• _SOURCE EXTRACT_:
•••
Start Where You Live

Right now, your body exists in a physical space: your feet, your back, your legs, press against some surface. Your lungs fill and empty with oxygen we don’t share. Your fingers rest against a screen or on keys; you can hear a furnace, or an air conditioner, or people talking or laughing, or a bus or cars going by, or the claws of a pet making its way around your home.

It may feel like you are a thousand miles away from all of that, with your mind and awareness hovering in some global ether-realm we call the Internet; but that mind and awareness are still in a body that exists in a physical place, so let’s start there, because that place is still the most important thing.

There is one thing you can do, starting today, to help fight climate change. It costs no money, requires no technology, needs no special education or data, and doesn’t ask you to march in the cold.

(Those are all good things too, and I may come back to them. But today, I want to start in a place where everyone is.)

Build community where you live.

Seriously. Start or join a book club. A hiking group. Toastmasters. The PTA. Your neighbourhood association. A wine drinking night. Paint Nite. A fraternity, for god’s sake. Anything.

Start forming community with real live human beings where you physically exist.

This is not the kind of climate pitch you’re used to. Let me explain:

1. Most of us never talk to anyone about climate change at all, let alone our feelings about it.

Most Canadians and Americans accept climate science and are either concerned or alarmed about climate impacts.

But it probably doesn’t feel like it in your day-to-day life, where it rarely comes up in the media, can be easily eclipsed by 20 disaffected climate deniers in yellow vests coming to town, and almost never comes up for us in our daily conversations. Over half of Americans have not talked about climate change at all in the last year.

(This isn’t my personal experience, because I talk about it all the time, for obvious reasons. To the point I expect people get sick of it and are too polite to say so. I can tell from the looks on their faces that this subject makes them very uncomfortable, and it is an absolute conversation killer on social media. If I post about Frances or Juniper, I’ll get dozens of likes and comments; if I post about feminism or social justice, I’ll get a handful; if I post about climate change, you could fly a solar-powered airplane through the middle of the resulting silence.)

There is a taboo about talking about climate change, which is weird, since we all talk about the weather all the time. Breaking that taboo in real life by bringing climate change up with your friends and acquaintances is itself a form of activism.

2. Our friendships and in-person social capital are declining precipitously.

But it’s not just climate change. It’s not just that this topic particularly makes us uncomfortable and shuts us up. Most of us have fewer friendships than we used to, and are having fewer serious conversations with those friends. The climate taboo is very real (says the woman who’s constantly running into it on purpose), but at the same time, how many of those people who haven’t had a conversation about climate change have actually not recently had a meaningful conversation with anyone about anything?

And if we’re not talking to people, how are we going to face this?
•••
• _WHAT YOU HAVE TO DO_: Rewrite everything in the climate essay from "There is one" down to "god’s sake. Anything.", renaming "book club" as "running club". The entries are separate material and have no connection to the climate essay.

• _RECORD EXTRACTS_:
•••
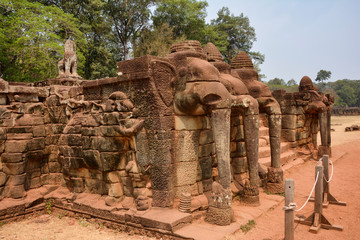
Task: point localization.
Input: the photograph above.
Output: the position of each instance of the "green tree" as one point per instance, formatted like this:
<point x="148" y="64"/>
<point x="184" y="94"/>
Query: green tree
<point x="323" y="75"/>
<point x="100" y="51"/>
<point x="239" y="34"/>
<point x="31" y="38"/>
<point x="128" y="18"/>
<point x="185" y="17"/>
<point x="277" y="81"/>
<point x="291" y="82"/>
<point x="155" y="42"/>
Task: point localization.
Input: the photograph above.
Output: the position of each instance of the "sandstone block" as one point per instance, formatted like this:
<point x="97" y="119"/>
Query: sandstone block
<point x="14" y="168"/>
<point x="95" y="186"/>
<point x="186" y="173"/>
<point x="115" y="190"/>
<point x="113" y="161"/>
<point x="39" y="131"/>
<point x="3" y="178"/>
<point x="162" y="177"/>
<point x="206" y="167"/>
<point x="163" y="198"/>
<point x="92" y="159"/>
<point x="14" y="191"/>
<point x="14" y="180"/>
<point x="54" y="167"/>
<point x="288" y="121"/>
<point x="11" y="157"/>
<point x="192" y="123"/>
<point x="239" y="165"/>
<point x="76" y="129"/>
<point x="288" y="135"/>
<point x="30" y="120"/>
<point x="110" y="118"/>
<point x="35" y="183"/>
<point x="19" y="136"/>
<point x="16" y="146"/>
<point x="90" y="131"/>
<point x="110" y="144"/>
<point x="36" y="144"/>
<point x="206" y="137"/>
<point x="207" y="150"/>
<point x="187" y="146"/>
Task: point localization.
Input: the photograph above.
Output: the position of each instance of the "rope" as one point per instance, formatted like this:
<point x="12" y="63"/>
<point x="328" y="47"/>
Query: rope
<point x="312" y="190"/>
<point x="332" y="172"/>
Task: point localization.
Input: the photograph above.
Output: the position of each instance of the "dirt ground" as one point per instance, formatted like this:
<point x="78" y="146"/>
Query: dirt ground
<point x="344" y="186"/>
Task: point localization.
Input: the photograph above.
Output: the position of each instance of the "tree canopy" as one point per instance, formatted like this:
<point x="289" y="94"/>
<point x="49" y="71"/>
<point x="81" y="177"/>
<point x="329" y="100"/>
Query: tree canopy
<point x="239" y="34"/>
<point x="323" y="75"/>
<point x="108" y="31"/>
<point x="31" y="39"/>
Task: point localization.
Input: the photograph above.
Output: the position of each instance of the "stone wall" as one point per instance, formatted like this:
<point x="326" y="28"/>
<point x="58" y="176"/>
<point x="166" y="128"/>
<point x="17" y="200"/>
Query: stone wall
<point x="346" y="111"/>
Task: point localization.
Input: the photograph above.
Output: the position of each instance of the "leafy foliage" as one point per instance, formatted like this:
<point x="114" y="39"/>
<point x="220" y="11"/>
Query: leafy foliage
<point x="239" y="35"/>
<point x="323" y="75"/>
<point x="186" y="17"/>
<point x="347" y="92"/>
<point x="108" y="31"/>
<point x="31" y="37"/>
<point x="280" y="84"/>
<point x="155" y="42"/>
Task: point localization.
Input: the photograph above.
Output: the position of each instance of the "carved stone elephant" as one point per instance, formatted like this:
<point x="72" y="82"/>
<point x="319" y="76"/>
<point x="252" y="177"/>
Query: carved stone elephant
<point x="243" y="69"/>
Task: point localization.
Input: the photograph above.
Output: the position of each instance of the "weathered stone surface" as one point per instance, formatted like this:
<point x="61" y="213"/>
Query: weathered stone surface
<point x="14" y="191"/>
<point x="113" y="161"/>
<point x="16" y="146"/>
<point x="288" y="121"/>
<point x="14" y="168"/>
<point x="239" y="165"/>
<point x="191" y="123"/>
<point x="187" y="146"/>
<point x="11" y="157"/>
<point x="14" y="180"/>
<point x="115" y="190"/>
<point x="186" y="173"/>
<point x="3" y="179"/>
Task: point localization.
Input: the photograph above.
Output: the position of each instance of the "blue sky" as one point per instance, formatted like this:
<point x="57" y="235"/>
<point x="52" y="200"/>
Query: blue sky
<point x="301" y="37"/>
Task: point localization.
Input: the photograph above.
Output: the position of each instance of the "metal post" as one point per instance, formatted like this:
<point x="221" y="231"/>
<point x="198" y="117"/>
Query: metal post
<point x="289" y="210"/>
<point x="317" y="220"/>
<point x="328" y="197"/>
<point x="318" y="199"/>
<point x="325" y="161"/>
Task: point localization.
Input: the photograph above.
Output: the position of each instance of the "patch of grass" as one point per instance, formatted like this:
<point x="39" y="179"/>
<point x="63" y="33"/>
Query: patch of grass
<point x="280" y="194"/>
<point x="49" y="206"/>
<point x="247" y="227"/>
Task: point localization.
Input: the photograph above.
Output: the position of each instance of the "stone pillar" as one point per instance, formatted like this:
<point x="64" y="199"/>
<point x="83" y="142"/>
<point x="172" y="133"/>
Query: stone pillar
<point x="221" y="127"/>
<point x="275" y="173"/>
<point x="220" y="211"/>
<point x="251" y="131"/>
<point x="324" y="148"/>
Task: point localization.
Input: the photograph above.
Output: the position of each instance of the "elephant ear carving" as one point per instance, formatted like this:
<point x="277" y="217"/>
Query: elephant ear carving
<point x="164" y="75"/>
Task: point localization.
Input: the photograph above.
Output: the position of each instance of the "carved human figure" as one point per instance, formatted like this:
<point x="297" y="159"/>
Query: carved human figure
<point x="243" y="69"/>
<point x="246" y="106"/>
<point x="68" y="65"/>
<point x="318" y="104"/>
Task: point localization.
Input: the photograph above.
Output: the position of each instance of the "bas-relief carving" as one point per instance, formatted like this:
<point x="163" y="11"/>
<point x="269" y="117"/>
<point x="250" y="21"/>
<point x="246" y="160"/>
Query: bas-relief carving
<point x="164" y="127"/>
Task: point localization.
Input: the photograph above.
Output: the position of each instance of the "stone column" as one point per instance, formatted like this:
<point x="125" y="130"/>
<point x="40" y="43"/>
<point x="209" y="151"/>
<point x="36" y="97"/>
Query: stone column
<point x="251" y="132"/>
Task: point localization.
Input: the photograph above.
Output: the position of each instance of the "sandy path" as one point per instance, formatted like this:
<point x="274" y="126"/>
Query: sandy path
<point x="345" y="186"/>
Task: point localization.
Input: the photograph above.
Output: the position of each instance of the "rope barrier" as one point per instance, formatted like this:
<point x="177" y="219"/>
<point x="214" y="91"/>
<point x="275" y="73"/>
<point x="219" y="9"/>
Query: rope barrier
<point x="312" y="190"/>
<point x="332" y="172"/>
•••
• _RESPONSE_:
There is one thing you can do, starting today, to help fight climate change. It costs no money, requires no technology, needs no special education or data, and doesn’t ask you to march in the cold.

(Those are all good things too, and I may come back to them. But today, I want to start in a place where everyone is.)

Build community where you live.

Seriously. Start or join a running club. A hiking group. Toastmasters. The PTA. Your neighbourhood association. A wine drinking night. Paint Nite. A fraternity, for god’s sake. Anything.